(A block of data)

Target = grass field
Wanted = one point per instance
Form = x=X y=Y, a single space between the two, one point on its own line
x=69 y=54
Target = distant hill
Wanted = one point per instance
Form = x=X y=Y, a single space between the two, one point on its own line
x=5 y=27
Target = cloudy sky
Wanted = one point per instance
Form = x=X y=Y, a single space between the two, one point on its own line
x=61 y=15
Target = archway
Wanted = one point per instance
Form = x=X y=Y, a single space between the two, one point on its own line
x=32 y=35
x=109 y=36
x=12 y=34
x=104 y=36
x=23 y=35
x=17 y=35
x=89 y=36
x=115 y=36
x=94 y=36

Prompt:
Rewrite all the lines above, putting "one space" in place of every "a single space" and keeping everything else unchanged.

Answer for the task:
Target = grass field
Wanted = one point per instance
Form = x=X y=Y, one space between the two, one point on its own line
x=69 y=54
Target = distant hill
Wanted = one point per instance
Form = x=X y=Y, one space between the two, one point on its own line
x=5 y=27
Target = cloudy sky
Wanted = one point per instance
Form = x=X y=Y, one space between the two, one point on its own line
x=61 y=15
Target = archway
Wanted = one point per instance
Form = x=X y=Y, one space between the two, one point on its own line
x=32 y=35
x=109 y=36
x=12 y=34
x=104 y=36
x=23 y=35
x=17 y=35
x=89 y=36
x=115 y=36
x=94 y=36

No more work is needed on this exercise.